» **Quoted passage**:
━━━
What happened to days between 6 and 11? I hardly noticed them arrive and I didn’t have time to wish them toodle-pip before Day 11 arrived in my inbox. Are you hearing embarrassed, appalled and noticing my Type A-ness falling out all over the place?
As someone who commits to a project, usually I do not give up as easily as I seem to had done with August Moon. However, I am here to redeem my badass self with a stream of conscious response to Alana’s prompt depicted in the graphic below.
Perhaps I am fortunate to have had many people who have illuminated my journey. Those who burned brightest during my childhood years were my grandparents, not because they were brilliant, wise or knowledgeable (although they may well have been) but because they showed rather than told me how to live my life. They nurtured values in my child self that brought out the best in me and others, and they made me want to shine alongside them.
In later years one or two school teachers lit the way either in the area of learning or by showing compassion and understanding when I thought I was lost and could not find my way back to myself. They taught me that courage and tenacity are always rewarded and those stars continue to light my path.
━━━
» **Stored data**:
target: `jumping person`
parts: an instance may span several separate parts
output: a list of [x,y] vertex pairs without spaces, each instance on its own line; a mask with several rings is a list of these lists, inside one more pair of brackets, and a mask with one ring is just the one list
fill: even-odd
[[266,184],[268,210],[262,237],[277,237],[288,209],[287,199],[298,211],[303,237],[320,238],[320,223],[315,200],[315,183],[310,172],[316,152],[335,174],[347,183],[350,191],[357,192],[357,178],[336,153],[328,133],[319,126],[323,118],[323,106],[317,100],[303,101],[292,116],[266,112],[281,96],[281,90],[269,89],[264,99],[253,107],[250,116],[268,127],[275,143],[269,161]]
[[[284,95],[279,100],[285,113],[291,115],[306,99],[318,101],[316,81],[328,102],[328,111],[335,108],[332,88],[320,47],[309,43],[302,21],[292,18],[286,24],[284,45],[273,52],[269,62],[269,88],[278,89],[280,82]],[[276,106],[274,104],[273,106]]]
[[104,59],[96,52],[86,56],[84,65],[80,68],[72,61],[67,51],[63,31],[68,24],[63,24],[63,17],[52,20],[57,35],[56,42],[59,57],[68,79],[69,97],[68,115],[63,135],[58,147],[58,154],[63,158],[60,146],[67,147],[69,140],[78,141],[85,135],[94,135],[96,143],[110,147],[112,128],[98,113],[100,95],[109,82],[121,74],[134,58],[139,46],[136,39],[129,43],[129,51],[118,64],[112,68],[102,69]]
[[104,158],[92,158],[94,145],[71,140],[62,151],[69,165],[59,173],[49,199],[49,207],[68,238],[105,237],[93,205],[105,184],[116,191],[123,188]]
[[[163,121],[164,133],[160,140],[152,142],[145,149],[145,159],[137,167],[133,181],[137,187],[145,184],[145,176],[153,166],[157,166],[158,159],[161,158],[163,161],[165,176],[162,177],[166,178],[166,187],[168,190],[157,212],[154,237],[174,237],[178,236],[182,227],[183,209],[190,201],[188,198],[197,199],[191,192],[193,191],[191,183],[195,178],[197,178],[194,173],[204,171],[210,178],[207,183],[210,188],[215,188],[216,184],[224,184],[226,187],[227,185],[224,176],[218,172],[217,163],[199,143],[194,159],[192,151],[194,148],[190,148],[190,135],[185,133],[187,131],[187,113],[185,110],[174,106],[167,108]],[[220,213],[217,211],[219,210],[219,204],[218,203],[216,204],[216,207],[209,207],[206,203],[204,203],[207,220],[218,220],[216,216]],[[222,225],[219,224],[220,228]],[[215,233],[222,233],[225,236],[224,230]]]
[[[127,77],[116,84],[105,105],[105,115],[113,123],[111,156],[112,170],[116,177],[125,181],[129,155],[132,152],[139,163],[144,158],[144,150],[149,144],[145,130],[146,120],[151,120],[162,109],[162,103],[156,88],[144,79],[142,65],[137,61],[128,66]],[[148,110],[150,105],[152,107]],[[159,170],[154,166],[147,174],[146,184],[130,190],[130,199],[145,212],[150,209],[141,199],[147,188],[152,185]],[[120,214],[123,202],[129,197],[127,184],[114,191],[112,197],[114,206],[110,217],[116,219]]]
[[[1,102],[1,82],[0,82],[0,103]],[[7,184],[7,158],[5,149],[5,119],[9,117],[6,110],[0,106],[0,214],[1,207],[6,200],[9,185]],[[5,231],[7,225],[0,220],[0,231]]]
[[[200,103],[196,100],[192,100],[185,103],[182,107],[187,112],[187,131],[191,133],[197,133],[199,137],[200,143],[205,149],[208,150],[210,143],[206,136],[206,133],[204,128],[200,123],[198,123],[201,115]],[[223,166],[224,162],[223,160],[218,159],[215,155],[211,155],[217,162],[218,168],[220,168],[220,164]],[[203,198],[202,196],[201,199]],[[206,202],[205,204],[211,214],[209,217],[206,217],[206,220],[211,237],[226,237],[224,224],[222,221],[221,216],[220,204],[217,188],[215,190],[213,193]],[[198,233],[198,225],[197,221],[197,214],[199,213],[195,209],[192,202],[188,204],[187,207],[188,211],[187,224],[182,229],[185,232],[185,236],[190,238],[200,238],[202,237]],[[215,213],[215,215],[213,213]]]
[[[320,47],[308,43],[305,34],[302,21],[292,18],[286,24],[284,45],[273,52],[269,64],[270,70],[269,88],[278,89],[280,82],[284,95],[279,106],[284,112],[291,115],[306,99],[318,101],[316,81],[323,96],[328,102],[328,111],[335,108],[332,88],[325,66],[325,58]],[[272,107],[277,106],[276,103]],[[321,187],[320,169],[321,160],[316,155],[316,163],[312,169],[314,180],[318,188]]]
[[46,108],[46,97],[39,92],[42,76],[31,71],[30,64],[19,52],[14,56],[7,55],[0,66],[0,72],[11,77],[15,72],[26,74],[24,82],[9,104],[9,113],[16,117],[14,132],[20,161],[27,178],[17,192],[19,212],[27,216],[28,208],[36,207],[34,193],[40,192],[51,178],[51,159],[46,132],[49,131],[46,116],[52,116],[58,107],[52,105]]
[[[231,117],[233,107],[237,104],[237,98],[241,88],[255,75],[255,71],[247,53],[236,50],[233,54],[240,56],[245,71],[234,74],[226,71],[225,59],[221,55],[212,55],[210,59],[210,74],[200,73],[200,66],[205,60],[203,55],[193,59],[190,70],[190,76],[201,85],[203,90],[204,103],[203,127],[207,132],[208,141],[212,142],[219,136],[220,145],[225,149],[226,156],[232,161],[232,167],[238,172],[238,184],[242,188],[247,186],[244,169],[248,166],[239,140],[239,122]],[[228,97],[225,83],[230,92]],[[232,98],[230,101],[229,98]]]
━━━
» **Brief 1**:
Retype part of the blog post word for word, starting with "What happened to" and going on through "over the place?".
» **Brief 2**:
Answer these questions about the blog post:
(a) Which day arrived in the writer's inbox?
(b) Who burned brightest during the writer's childhood years?
(c) What did one or two school teachers teach the writer?
Rely only on the blog post to do these.

» **Result 1**:
What happened to days between 6 and 11? I hardly noticed them arrive and I didn’t have time to wish them toodle-pip before Day 11 arrived in my inbox. Are you hearing embarrassed, appalled and noticing my Type A-ness falling out all over the place?

» **Result 2**:
(a) Day 11
(b) The writer's grandparents
(c) That courage and tenacity are always rewarded